Work to complete:
Print all of the data exactly.

Supplied records:
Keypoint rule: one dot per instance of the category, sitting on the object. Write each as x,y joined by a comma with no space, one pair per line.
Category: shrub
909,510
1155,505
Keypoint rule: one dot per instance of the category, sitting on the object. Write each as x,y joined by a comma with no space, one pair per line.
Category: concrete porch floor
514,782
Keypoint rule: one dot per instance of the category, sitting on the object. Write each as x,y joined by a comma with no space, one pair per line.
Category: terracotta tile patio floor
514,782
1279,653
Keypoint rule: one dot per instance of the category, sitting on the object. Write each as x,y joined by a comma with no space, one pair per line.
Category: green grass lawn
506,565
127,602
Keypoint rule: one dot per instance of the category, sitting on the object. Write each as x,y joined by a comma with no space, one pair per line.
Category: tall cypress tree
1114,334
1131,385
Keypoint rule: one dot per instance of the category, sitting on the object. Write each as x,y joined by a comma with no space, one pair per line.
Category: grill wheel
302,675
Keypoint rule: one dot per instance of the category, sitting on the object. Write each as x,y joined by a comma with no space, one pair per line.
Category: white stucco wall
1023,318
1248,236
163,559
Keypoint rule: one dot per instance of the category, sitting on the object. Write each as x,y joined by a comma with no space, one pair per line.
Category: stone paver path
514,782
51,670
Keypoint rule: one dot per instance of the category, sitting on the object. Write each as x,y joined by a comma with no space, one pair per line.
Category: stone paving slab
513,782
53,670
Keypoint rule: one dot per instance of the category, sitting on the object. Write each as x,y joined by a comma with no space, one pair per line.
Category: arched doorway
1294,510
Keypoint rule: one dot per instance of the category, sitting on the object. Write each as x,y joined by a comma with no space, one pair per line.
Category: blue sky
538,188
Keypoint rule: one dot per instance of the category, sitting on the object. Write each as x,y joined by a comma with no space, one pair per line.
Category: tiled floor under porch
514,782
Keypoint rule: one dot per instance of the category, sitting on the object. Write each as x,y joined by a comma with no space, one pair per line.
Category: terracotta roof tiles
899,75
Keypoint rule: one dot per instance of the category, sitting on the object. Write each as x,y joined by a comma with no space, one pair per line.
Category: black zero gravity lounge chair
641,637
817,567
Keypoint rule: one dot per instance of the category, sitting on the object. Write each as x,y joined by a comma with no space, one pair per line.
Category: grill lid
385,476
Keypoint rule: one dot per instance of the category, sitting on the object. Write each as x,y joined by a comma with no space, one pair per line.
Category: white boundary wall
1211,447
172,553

Solved problem:
Keypoint rule: one dot per instance of the category, sitting on the object. Write each as x,y joined by a comma with no space, one pair per line.
Category: shrub
909,510
1155,505
Keypoint rule: one dot per instance of the category, sitting on the object. Write each as x,y joined by a comma with no space, one pair per line.
Category: concrete porch floor
514,782
Keypoint rule: one dot per instance of the category, sitting on the object. Write each as x,y joined by a comma with no space, one pair per line.
Category: terracotta tile patio floor
514,782
1279,653
Keypoint rule: one dot per instance of the category, sitting on the object. Write each as x,y joined by a comma with no space, one pair per line.
Category: green grass lawn
506,565
127,602
Keypoint rule: one dot per instance of the category, sitting on the object. Write each as x,y joined by a comma with no space, one pair per line.
Category: tall cypress tree
1114,334
1131,385
Keypoint rule: one dot per instance of the category, sitting on the object. Write each as x,y joined by a comma with no space, one pair per line.
Category: grill wheel
302,675
Keypoint rule: one dot per instance of the category, sitting on the object. Write each as x,y joined by a comma with no space, one pair per line.
Category: white stucco wall
1023,318
1248,236
163,559
Keypoint rule: one dot per instance of the category, sitting on the object. Write each as x,y joined by a comma with no space, one pair per line.
Category: stone paver path
514,782
51,670
Keypoint rule: one dot per instance of the category, sitting on the object. Write each as x,y joined by a comma with no space, one pair per line.
Category: stone paving slab
513,782
53,670
Keypoint rule: one dot per instance of the category, sitting on the object. Write each as x,y joined by a comma with no space, one pair per line.
Category: arched doorway
1294,510
Keypoint rule: one dot per instance of the category, sitting on the object. Write each as x,y joined by a comma with no space, one pair per line.
Category: blue sky
538,188
Keypoint rule: one dot per instance of the category, sitting on the object. Write each as x,y joined by a comma with no space, one pair per line.
Category: tiled floor under porch
514,782
Keypoint rule: one dot per instance of the category, sitting on the object. Write each as x,y joined by a comma with no space, one pair per line.
Category: terracotta roof tiles
899,75
Keypoint rule: one dot per instance of the category, sitting on the object. Write each as x,y joined by a comma with no space, one pair per line.
Category: black zero gravity lounge chair
641,637
817,567
Keypoint rule: one dot per instance of the category, sitting on the object. Write each as x,y joined by a comma with no space, one pair per line.
Category: grill lid
385,476
Keypoint rule: one dot per instance of the category, sitting on the object. Write each as x,y joined by a comma with no space, one pair per line.
Category: white boundary wall
1211,447
172,553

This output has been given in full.